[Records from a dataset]
-----

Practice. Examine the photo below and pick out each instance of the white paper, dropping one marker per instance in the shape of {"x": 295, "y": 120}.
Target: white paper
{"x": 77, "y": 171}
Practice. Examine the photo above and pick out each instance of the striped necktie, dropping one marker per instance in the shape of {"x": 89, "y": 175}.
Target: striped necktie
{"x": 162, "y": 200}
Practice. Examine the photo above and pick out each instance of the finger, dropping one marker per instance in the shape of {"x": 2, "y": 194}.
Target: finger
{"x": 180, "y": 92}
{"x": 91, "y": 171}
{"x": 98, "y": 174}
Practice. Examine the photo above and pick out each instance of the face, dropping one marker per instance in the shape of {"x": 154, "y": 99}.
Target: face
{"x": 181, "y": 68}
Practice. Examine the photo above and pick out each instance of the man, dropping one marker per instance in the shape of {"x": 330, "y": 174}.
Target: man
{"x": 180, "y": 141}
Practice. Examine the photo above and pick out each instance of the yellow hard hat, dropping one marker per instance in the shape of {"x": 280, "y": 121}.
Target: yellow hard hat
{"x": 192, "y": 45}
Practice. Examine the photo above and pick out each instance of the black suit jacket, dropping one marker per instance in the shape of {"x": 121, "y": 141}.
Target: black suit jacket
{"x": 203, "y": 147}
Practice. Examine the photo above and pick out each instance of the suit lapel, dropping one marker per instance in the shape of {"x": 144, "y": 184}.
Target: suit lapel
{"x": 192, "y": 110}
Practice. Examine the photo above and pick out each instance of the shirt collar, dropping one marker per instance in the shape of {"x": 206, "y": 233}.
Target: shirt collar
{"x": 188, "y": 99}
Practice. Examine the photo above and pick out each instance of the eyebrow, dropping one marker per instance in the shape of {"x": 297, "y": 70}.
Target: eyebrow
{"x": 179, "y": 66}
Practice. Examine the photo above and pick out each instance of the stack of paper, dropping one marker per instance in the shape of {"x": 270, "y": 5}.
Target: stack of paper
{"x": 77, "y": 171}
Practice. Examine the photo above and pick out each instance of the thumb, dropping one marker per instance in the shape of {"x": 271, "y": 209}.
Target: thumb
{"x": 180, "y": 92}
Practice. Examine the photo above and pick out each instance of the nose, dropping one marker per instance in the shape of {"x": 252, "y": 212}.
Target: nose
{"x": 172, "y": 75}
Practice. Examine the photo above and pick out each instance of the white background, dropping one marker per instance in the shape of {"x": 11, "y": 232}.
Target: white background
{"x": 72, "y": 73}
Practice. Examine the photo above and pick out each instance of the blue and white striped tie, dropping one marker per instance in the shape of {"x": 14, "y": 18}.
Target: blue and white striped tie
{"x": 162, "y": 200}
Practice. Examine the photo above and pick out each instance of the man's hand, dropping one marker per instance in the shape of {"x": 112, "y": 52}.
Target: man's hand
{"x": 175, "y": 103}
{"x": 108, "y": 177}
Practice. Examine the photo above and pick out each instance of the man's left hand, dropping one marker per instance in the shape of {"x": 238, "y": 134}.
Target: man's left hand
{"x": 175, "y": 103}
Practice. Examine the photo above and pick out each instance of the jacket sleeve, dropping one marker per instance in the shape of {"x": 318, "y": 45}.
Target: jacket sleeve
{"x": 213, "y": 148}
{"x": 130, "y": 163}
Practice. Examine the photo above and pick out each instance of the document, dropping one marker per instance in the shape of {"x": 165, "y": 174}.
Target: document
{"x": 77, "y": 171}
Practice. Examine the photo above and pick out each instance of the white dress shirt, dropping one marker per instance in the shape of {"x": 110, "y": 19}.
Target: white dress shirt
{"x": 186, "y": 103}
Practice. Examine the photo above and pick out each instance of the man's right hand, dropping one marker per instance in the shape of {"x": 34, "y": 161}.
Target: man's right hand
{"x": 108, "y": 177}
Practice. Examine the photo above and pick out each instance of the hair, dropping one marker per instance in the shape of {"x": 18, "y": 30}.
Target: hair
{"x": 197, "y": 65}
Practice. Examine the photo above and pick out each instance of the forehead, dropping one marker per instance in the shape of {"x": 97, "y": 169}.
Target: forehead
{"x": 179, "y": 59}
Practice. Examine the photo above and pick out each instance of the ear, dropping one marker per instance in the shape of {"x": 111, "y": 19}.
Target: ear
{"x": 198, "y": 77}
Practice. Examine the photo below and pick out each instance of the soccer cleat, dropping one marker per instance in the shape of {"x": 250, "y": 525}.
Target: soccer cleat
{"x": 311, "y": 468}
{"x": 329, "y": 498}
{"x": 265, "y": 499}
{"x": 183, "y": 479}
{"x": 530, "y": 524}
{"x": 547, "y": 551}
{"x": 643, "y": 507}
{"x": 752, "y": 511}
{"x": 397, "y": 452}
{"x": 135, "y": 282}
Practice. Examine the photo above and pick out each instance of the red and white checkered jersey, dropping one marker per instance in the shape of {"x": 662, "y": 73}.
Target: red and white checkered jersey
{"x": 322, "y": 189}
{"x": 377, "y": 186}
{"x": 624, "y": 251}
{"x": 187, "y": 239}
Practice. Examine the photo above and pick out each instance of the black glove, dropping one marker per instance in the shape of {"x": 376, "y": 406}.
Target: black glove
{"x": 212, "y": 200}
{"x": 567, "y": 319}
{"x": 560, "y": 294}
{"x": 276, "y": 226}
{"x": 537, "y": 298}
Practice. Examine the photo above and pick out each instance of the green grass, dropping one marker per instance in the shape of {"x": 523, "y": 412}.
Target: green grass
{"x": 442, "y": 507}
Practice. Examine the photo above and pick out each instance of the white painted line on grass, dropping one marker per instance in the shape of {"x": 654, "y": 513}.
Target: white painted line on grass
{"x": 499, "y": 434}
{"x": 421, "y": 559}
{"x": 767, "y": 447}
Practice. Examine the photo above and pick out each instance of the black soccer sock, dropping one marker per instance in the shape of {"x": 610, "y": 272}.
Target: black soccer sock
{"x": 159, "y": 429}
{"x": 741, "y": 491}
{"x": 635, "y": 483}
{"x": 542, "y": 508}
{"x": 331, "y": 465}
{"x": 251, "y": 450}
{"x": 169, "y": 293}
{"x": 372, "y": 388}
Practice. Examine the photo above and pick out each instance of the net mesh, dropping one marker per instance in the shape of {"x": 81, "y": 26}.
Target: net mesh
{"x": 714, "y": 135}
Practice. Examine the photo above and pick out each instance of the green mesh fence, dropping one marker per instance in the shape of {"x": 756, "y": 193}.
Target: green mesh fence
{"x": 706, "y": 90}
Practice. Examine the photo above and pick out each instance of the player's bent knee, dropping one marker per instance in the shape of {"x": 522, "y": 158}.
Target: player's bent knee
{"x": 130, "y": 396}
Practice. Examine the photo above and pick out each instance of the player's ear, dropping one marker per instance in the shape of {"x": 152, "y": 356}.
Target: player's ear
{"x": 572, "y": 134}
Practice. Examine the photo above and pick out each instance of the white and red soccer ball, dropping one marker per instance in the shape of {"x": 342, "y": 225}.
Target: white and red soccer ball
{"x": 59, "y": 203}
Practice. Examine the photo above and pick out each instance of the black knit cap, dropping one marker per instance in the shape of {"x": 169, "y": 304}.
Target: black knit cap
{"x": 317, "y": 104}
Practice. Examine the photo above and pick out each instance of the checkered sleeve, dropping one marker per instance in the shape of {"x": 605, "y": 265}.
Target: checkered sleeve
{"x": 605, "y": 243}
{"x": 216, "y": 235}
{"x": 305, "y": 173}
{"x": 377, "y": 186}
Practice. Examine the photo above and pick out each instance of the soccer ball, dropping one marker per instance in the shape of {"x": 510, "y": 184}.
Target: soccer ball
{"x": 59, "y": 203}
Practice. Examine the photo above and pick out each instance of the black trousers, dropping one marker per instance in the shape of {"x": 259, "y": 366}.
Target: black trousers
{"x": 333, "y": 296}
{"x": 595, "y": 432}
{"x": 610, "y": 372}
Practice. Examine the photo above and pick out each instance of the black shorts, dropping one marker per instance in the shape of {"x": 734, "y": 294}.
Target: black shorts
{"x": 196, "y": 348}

-----

§ Task directions
Please go line by line through the records above, copying each one that holds the string "below".

§ Result of this exercise
Practice. Examine the photo below and pick out each instance of the white paper, dropping one marker per instance in the shape of {"x": 295, "y": 120}.
Practice. Examine the photo below and pick out each instance of the soccer cleat, dropping one marker per instance in the shape of {"x": 250, "y": 525}.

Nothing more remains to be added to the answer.